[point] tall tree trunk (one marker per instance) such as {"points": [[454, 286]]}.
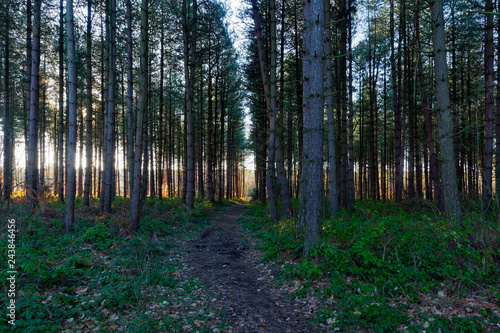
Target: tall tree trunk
{"points": [[311, 196], [269, 83], [189, 33], [7, 121], [497, 155], [210, 182], [88, 117], [397, 115], [69, 217], [280, 164], [427, 115], [160, 139], [109, 160], [350, 181], [489, 104], [60, 133], [329, 110], [130, 92], [450, 186], [28, 83], [34, 106], [135, 193]]}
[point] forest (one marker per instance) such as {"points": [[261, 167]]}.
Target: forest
{"points": [[250, 165]]}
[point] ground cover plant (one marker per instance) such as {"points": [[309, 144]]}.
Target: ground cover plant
{"points": [[384, 267], [102, 277]]}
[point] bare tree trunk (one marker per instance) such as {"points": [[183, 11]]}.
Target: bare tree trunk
{"points": [[69, 217], [88, 119], [489, 104], [311, 201], [7, 121], [189, 63], [109, 160], [497, 155], [350, 181], [269, 83], [397, 116], [329, 110], [60, 133], [450, 186], [28, 82], [160, 139], [130, 110], [135, 193], [427, 116], [210, 182], [34, 107]]}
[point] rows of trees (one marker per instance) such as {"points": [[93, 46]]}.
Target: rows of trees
{"points": [[348, 100], [376, 100], [120, 98]]}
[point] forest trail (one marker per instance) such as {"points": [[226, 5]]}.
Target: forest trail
{"points": [[223, 261]]}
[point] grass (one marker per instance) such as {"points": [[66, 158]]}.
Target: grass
{"points": [[383, 267], [102, 277]]}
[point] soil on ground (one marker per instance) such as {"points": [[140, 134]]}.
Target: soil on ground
{"points": [[224, 261]]}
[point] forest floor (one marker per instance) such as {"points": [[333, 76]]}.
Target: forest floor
{"points": [[224, 260], [225, 267]]}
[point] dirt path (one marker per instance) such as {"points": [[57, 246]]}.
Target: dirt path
{"points": [[222, 260]]}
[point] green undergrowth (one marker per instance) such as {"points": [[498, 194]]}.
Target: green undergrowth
{"points": [[380, 264], [101, 277]]}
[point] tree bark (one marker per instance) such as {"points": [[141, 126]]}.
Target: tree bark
{"points": [[189, 63], [135, 193], [269, 83], [109, 158], [489, 104], [88, 118], [427, 115], [311, 201], [7, 121], [329, 110], [450, 187], [34, 107], [69, 217], [397, 116], [60, 133]]}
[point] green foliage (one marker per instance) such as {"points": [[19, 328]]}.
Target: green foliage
{"points": [[377, 252], [99, 275]]}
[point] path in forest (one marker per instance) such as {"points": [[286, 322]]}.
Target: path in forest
{"points": [[222, 260]]}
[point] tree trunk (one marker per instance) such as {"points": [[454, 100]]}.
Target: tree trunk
{"points": [[60, 133], [489, 104], [7, 121], [269, 83], [450, 188], [34, 107], [497, 158], [135, 193], [28, 84], [329, 110], [311, 201], [109, 159], [88, 119], [69, 217], [427, 115], [189, 33], [397, 116]]}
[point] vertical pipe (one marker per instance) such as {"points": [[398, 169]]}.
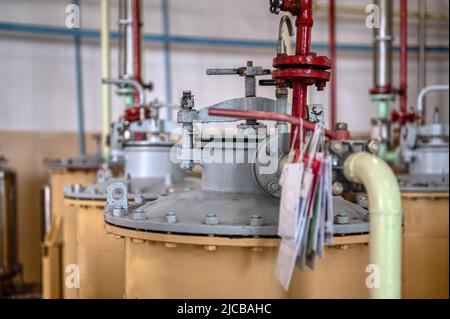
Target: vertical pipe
{"points": [[122, 29], [106, 91], [304, 23], [382, 73], [129, 41], [332, 45], [422, 44], [167, 63], [79, 85], [403, 56], [136, 31]]}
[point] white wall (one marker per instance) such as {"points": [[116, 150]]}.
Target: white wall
{"points": [[37, 86]]}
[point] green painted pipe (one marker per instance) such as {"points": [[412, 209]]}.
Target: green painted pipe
{"points": [[106, 91], [385, 211]]}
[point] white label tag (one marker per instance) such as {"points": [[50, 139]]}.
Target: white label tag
{"points": [[285, 264], [290, 199]]}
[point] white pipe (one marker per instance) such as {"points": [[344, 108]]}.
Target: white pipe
{"points": [[106, 91], [423, 93], [385, 211]]}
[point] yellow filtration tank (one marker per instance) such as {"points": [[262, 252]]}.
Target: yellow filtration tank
{"points": [[161, 265], [58, 247], [425, 245], [99, 254]]}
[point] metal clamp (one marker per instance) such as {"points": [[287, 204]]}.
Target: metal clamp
{"points": [[249, 72]]}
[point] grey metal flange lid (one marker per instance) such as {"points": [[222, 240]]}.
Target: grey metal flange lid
{"points": [[149, 189], [79, 162], [205, 213], [423, 183]]}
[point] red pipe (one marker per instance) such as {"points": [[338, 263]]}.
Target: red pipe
{"points": [[267, 116], [136, 27], [403, 56], [332, 44], [304, 23]]}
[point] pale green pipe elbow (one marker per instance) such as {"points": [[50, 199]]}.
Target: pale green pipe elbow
{"points": [[385, 211]]}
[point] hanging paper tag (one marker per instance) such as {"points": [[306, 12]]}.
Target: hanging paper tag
{"points": [[290, 199], [285, 264]]}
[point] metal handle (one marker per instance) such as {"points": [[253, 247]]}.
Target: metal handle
{"points": [[222, 71], [281, 43], [267, 82]]}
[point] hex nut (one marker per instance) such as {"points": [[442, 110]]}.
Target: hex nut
{"points": [[337, 188], [341, 219], [211, 219], [256, 220], [171, 217], [336, 147], [118, 211], [373, 146], [139, 199], [341, 126]]}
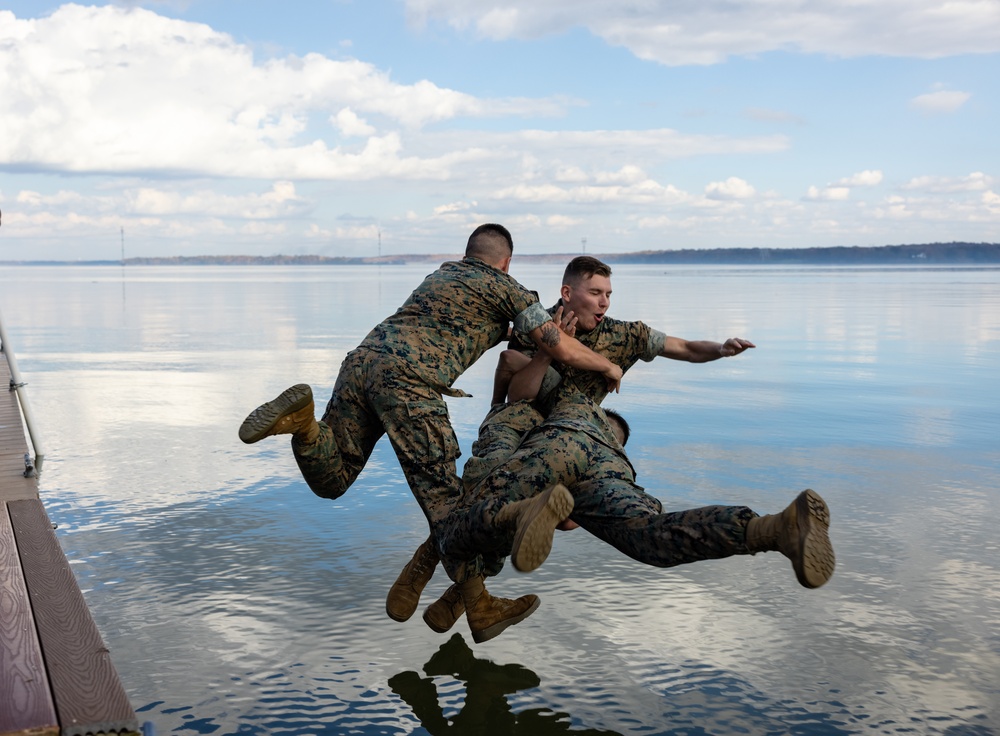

|---|

#### THE TASK:
What you return must match the material above exactly, apart from its pictures.

#### RESULT OF THE TASK:
[point] tall tree trunk (one marker per instance) such as {"points": [[454, 286]]}.
Target: tall tree trunk
{"points": [[311, 196], [269, 83], [189, 33], [7, 121], [497, 155], [210, 182], [88, 117], [397, 115], [69, 217], [280, 164], [427, 115], [160, 139], [109, 160], [350, 181], [489, 104], [60, 133], [329, 110], [130, 92], [450, 186], [28, 83], [34, 106], [135, 193]]}
[point] forest (one marker per instance) such as {"points": [[261, 167]]}.
Target: forest
{"points": [[250, 165]]}
[point] ground cover plant (one marker per instance) such as {"points": [[309, 144]]}.
Target: ground cover plant
{"points": [[384, 267], [102, 277]]}
[point] bare tree trunk (one marker per instance) such as {"points": [[183, 11]]}.
Target: bare tree trunk
{"points": [[69, 217], [88, 119], [489, 104], [311, 201], [7, 121], [189, 63], [109, 160], [497, 155], [350, 181], [269, 83], [397, 116], [329, 110], [60, 133], [450, 186], [28, 82], [160, 139], [130, 110], [135, 193], [427, 116], [210, 182], [34, 107]]}
[point] rows of trees (one marker per instance) such as {"points": [[93, 46]]}.
Target: rows of trees
{"points": [[348, 100], [376, 100], [120, 98]]}
[point] forest trail (one marker per instance) such as {"points": [[226, 5]]}.
Target: forest trail
{"points": [[223, 261]]}
[point] grass (one marker per instance) such as {"points": [[66, 158]]}.
Target: grass
{"points": [[383, 267], [102, 277]]}
[point] soil on ground (one marker per instance) such as {"points": [[140, 134]]}.
Target: soil on ground
{"points": [[224, 261]]}
[point] forest floor (one marker per instance) such as {"points": [[333, 76]]}.
Target: forest floor
{"points": [[224, 260], [225, 267]]}
[point] dirt path (one marker per instance) such as {"points": [[57, 246]]}.
Target: dirt path
{"points": [[222, 260]]}
[point] green undergrowth (one marker per instance) such as {"points": [[498, 194]]}.
Target: green undergrowth
{"points": [[380, 264], [101, 277]]}
[point] tree bark (one marker per instance) such as {"points": [[141, 126]]}.
Target: tree bark
{"points": [[189, 63], [135, 193], [269, 83], [109, 158], [489, 104], [88, 118], [427, 115], [311, 201], [7, 121], [329, 110], [450, 187], [34, 107], [69, 217], [397, 116], [60, 133]]}
[point] green foliage (one marker per instance) such as {"points": [[19, 328]]}.
Target: green foliage
{"points": [[377, 252], [99, 275]]}
[point] path in forest (one marker per instance) such as {"points": [[286, 322]]}.
Target: path in forest
{"points": [[222, 260]]}
[point] tree trunk (one marker per instance) such as {"points": [[454, 100]]}.
Target: tree trunk
{"points": [[60, 133], [489, 104], [7, 121], [269, 83], [450, 188], [34, 107], [497, 158], [135, 193], [28, 84], [329, 110], [311, 201], [109, 159], [88, 119], [69, 217], [427, 115], [189, 33], [397, 116]]}
[point] vertical pipe (one marker per instance) such as {"points": [[398, 169]]}.
Target: vertical pipe
{"points": [[122, 29], [106, 91], [304, 23], [382, 73], [129, 41], [332, 45], [422, 44], [167, 63], [79, 85], [403, 56], [136, 31]]}
[point] white wall (one marker per instance) such as {"points": [[116, 150]]}.
Target: white wall
{"points": [[37, 86]]}
[point] green painted pipe (one marker per instance) such as {"points": [[412, 209]]}.
Target: green painted pipe
{"points": [[106, 91], [385, 211]]}
[point] white label tag (one marker per instance) such as {"points": [[50, 139]]}.
Target: white label tag
{"points": [[285, 264], [290, 199]]}
[point] white pipe (one marker per instance) such as {"points": [[344, 108]]}.
Target: white pipe
{"points": [[106, 91], [423, 93], [385, 211]]}
[point] yellow filtration tank (one marker per instance) such as {"points": [[262, 252]]}.
Target: yellow filtration tank
{"points": [[161, 265], [58, 247], [425, 245], [99, 254]]}
[point] metal clamp (one marker per instance) such as {"points": [[287, 204]]}.
Target: metal clamp
{"points": [[249, 72]]}
[point] grey metal flange lid (one marker per instance) such as {"points": [[222, 240]]}.
Target: grey metal flange lid
{"points": [[149, 189], [79, 162], [205, 213], [423, 183]]}
[point] red pipe (one marker per instance) such as {"points": [[338, 263]]}.
Target: red pipe
{"points": [[267, 116], [136, 27], [403, 56], [332, 44], [304, 23]]}
[point] pale green pipe elbow (one marker per instance) such as {"points": [[50, 199]]}.
Target: pale green pipe elbow
{"points": [[385, 211]]}
[point] hanging paper tag (one marker per instance) such as {"points": [[306, 12]]}.
Target: hanging paper tag
{"points": [[290, 199], [285, 264]]}
[point] metal handle (one marker per instance) such as {"points": [[253, 247]]}.
Target: metal handle
{"points": [[222, 71], [281, 43], [267, 82]]}
[point] hex nut (one marker per instance) such as {"points": [[442, 110]]}.
Target: hex nut
{"points": [[337, 188], [341, 219], [211, 219], [256, 220], [171, 217], [336, 147], [118, 211], [373, 146], [139, 199], [341, 126]]}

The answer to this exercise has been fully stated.